WHAT IS NEEDED → Count how many lines in the entries below contain the string "range", matching case exactly. Give only the number.

Named-object pointing records:
-- start --
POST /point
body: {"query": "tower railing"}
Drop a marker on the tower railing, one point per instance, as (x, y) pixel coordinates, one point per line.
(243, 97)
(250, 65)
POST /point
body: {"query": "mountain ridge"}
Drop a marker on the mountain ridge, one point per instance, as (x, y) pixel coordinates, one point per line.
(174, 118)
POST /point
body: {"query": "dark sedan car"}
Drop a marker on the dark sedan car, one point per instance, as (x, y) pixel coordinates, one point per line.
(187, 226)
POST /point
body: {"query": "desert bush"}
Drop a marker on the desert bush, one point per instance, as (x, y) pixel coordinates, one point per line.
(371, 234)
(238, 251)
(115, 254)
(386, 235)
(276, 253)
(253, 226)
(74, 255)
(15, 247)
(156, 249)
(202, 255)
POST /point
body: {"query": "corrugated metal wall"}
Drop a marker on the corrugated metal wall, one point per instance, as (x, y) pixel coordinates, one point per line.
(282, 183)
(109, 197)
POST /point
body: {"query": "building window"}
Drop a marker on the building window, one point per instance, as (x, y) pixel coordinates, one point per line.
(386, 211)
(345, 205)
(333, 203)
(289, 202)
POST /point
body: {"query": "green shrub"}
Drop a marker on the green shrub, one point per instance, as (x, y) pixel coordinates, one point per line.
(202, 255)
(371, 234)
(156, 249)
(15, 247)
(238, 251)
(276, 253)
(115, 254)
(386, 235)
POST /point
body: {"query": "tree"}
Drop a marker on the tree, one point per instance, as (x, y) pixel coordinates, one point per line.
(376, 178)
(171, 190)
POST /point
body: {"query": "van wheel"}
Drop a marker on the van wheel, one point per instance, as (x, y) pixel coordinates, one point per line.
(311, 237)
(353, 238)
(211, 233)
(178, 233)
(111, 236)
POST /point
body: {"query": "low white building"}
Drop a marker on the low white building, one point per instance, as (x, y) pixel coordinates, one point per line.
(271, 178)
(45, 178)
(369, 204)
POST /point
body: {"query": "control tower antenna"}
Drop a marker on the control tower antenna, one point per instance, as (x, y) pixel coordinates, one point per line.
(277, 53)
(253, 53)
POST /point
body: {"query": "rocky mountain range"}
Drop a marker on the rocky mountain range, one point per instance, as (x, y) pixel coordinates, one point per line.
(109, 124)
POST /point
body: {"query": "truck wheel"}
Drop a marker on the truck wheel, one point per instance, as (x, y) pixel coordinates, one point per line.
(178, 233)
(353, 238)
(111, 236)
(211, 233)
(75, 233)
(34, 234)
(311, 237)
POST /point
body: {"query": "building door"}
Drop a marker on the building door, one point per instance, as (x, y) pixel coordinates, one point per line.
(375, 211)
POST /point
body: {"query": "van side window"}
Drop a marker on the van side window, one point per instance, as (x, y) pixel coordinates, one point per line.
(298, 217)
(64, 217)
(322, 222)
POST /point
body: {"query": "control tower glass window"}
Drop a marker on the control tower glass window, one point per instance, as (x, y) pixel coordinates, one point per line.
-- end --
-- start --
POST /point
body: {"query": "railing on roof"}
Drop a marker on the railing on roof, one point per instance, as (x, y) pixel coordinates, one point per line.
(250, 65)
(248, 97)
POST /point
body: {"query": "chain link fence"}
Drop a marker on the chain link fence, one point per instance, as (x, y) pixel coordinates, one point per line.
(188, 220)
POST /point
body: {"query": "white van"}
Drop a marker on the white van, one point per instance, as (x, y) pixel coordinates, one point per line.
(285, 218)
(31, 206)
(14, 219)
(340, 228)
-- end --
FINISHED EXERCISE → 2